> _Direction_
Pull every line from the records below and reproduce each one word for word, in the same order.

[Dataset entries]
- - -
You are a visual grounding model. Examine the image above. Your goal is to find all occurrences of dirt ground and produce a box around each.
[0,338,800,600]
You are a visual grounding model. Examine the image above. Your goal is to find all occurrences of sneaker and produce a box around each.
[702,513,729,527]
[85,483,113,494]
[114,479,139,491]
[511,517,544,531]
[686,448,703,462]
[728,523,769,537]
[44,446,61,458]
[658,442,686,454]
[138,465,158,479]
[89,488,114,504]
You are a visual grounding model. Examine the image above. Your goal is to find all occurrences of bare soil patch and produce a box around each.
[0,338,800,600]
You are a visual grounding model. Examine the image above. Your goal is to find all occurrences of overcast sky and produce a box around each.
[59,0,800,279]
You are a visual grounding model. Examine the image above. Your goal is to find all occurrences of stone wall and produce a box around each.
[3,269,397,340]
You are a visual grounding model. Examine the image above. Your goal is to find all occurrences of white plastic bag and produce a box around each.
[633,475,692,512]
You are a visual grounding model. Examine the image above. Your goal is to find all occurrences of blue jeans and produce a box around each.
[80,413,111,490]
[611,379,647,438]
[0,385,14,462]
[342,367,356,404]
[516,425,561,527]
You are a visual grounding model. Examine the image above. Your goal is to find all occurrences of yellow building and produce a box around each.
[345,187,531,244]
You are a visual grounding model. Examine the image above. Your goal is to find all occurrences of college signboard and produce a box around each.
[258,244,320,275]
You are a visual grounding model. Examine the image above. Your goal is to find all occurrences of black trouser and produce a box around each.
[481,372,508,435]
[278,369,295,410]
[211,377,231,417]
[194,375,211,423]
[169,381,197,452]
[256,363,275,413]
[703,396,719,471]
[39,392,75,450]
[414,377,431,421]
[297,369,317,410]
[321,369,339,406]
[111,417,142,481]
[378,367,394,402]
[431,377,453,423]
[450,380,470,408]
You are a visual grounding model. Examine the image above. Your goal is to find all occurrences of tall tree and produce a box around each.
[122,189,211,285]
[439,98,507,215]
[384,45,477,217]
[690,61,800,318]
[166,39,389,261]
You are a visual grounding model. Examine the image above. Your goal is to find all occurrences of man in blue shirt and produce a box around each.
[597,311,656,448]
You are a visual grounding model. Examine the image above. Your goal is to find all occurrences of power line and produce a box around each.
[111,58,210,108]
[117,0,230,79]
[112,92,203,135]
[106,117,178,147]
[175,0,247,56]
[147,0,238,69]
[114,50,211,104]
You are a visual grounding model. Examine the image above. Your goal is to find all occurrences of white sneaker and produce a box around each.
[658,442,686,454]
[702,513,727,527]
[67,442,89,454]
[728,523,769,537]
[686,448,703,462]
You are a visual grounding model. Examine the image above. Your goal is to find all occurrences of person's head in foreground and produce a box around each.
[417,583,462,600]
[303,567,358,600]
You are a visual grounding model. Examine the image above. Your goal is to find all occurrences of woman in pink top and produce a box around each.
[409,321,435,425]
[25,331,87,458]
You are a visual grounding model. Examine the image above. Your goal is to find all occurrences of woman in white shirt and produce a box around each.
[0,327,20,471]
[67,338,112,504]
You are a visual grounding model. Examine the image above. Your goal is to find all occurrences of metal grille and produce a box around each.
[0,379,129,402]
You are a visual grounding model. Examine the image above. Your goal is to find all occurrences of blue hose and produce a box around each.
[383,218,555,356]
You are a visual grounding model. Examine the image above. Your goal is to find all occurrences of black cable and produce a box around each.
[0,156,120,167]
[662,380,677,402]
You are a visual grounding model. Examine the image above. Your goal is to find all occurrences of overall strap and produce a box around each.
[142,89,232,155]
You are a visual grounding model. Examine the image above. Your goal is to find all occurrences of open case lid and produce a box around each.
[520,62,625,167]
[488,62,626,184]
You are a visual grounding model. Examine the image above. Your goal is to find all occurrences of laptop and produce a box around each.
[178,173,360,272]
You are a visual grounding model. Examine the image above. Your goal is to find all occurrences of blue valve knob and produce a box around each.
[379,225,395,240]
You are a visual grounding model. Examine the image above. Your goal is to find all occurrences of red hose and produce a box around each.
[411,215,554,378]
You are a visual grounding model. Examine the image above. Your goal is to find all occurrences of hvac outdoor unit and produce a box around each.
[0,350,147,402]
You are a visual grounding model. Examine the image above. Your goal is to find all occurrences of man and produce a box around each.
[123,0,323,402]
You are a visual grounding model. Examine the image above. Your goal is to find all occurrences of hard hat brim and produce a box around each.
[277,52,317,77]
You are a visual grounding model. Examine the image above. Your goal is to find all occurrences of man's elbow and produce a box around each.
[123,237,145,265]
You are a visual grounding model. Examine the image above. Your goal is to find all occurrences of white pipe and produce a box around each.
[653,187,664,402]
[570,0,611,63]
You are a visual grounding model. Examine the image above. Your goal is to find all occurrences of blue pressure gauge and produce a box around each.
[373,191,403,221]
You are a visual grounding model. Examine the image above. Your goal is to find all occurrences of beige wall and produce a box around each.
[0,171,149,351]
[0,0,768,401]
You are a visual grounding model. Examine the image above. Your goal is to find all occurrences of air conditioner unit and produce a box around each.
- - -
> _Written response_
You are a visual grounding model. Examine the image above. Your goal is to find all occurrences of dirt ground and produce a box around each.
[0,338,800,600]
You are a visual grounding model. Examine the image above. Your goal is to find all occurrences of sneaker and produce a box around each.
[702,513,729,527]
[85,483,113,494]
[114,479,139,491]
[511,517,544,531]
[686,448,703,462]
[728,523,769,537]
[44,446,61,458]
[658,442,686,454]
[138,465,158,479]
[89,488,114,504]
You are a visual grounding model. Examine the image above. Your goal is to find all occurrences of bare soil patch and produce a box around each.
[0,338,800,600]
You are a visual grounding model. Examine the image above. Your goal is to find all occurrences of overcast sky and produce a box around each.
[59,0,800,279]
You are a visual grounding model. Examine the image above. Your goal is to find all occurrences of stone wall and produce a box around each.
[3,269,397,340]
You are a visual grounding model. Examine the image above. Your goal is to find all occurrences of white plastic bag and produce a box around each.
[633,475,692,512]
You are a visual grounding model. Examine the image above. Your goal is to find all occurrences of blue jeans and produce a box around each.
[80,413,111,490]
[611,379,647,438]
[0,385,14,462]
[342,367,356,404]
[516,425,561,527]
You are a visual grounding model. Examine the image above. Your goal is to find all occurrences of yellow building and produce a box around each.
[345,187,531,244]
You are a visual grounding model. Examine the image above. Your goal is to find all occurrences of college signboard and produce a box around each.
[258,244,320,275]
You are a visual grounding model. Examine the image above. Your goal is to find all occurrences of black trouser and produce a box around each.
[481,372,508,435]
[278,369,295,410]
[211,377,231,417]
[194,375,211,423]
[169,381,197,452]
[256,363,275,413]
[703,396,719,471]
[39,392,75,450]
[414,377,431,421]
[297,369,317,410]
[321,369,339,406]
[111,417,142,481]
[378,367,394,402]
[431,377,453,423]
[450,380,470,408]
You are a visual grounding model. Examine the image above. Your goal is to find all occurrences of tall tree and produce a box around each.
[122,189,211,285]
[439,98,507,215]
[384,45,477,217]
[690,61,800,318]
[166,39,389,261]
You are a visual grounding model. Examine the image above. Your goal is to find all occurrences of man in blue shirt and produce a box around each.
[597,311,656,448]
You are a visual grounding model. Examine the image above. Your goal is to find all occurrences of power line and produce a box around each.
[111,58,210,108]
[117,0,230,79]
[112,92,203,135]
[106,117,178,147]
[175,0,247,56]
[147,0,238,69]
[114,50,211,104]
You are a visual grounding model. Examine the image above. Your goal is to find all occurrences of white sneaker and produce a box around each.
[658,442,686,454]
[702,513,727,527]
[67,442,89,454]
[728,523,769,537]
[686,448,703,462]
You are a visual grounding model. Examine the image above. Your goal is to find all occurrences of person's head in foreground and produce a box around each.
[417,583,462,600]
[303,567,358,600]
You are a visual grounding model. Examine the image above. Your goal is to find all occurrences of woman in pink top and produce a box around each.
[409,321,435,425]
[25,331,87,458]
You are a visual grounding model. Examine the image above. Your goal is to find all occurrences of woman in white shirt and produce a box around each.
[0,327,20,471]
[67,338,112,504]
You are a visual grounding model. Examine the image above. Your goal is to find all occurrences of metal grille and produce a box around each.
[0,379,129,402]
You are a visual grounding model. Examine the image above. Your goal is to find all occurrences of blue hose and produce a box around each.
[383,218,555,356]
You are a visual grounding model. Examine the image above. Your goal is to find all occurrences of black cable and produce a box around each.
[0,156,120,167]
[662,380,677,402]
You are a visual grounding model. Examine the image above. Your goal is to find all occurrences of overall strap and produce a box around each.
[142,89,232,155]
You are a visual grounding model. Examine the image above. Your goal is to find all occurrences of open case lid and produce a box around each.
[520,62,625,167]
[488,62,626,184]
You are a visual grounding model. Examine the image above. Your goal is to find all occurrences of laptop and produce a box around each.
[178,173,360,272]
You are a visual grounding model. Examine the image above. Your goal is to find all occurrences of blue valve knob and produce a box around each.
[379,225,395,240]
You are a visual grounding model. Examine the image above. Your goal is to find all occurrences of red hose and produce a box around each.
[411,215,554,378]
You are a visual grounding model. Examine the image above. Your goal is to find all occurrences of hvac outdoor unit and produce a box around each.
[0,350,147,402]
You are a visual grounding model. Examine the image above. Your goal is to find all occurrences of man and produce a box around each.
[123,0,323,402]
You are a visual grounding model. Examine the image above. Your goal is to find all occurrences of hard hat brim and produce a box around each.
[277,52,317,77]
You are a visual grounding model. Examine the image above. Your goal is to find all occurrences of man's elbow and produce a box around each.
[123,237,145,265]
You are a visual grounding model. Examine the image above. Your goal is to find all occurrences of white pipe and produce a box around each.
[653,187,664,402]
[570,0,611,63]
You are a visual grounding model. Examine the image above. Your goal is to find all occurrences of blue pressure gauge and produce a box around each.
[373,191,403,221]
You are a visual grounding model. Examine the image above. Your goal is to find all occurrences of beige wall and produce a box around each.
[0,171,149,351]
[0,0,768,401]
You are a visual grounding model. Examine the image above. Your goal is to find all occurrences of air conditioner unit and produce a box around each.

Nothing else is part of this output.